I'd sure be proud of that one.


----------



## John Cooper (Dec 2, 2009)

missalot said:


> whatcha lewis ,coop is eyeballin your bow!,man that is gorgeous.



Well i met lewis today to get a feel for this beauty..... gonna shoot her and post a little feed back ..........if it ever clears up and stops raining.........




LanceColeman said:


> All that would mean is it would be up for sale or trade a week sooner



Oh lance you think you know me so well.......





missalot said:


> i got dibbs!!!!



John not so fast there big boy.............

I think it will be staying with me for a awhile........


----------



## missalot (Dec 2, 2009)

come on coop ,from one bow ho to another, let me play with it a while!!!


----------



## robert carter (Dec 2, 2009)

You need to send that bow on down here for some training.I`ll go ahead and get all the missies out of it so you other fellas won`t have to.RC


----------



## John Cooper (Dec 2, 2009)

ha, swamper.......i'll send it to ya cause i know you will teach it how to kill................but, i will have to tag along also..........


----------



## gurn (Dec 3, 2009)

I'll bet ya I can clean that thing out of missies quicker than RC can. Let me, the missin pro, get ah hold of it. There wont be nary ah one left.


----------

Data shown:
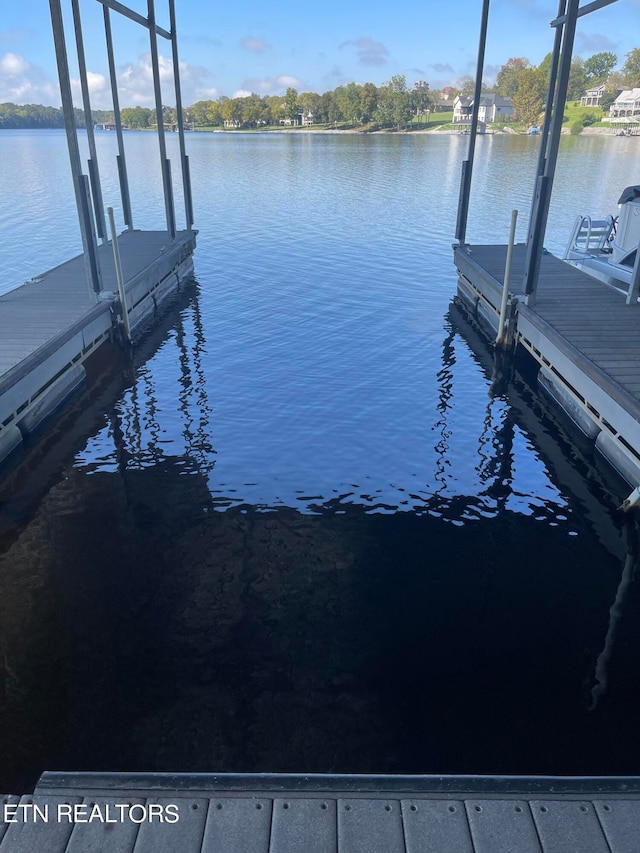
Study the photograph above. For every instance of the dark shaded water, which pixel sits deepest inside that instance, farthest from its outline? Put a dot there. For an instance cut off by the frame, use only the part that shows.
(301, 530)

Exercise details: Set down, word for word, everything in the bow thread from "Well i met lewis" down to "and stops raining.........".

Written solution:
Well i met lewis today to get a feel for this beauty..... gonna shoot her and post a little feed back ..........if it ever clears up and stops raining.........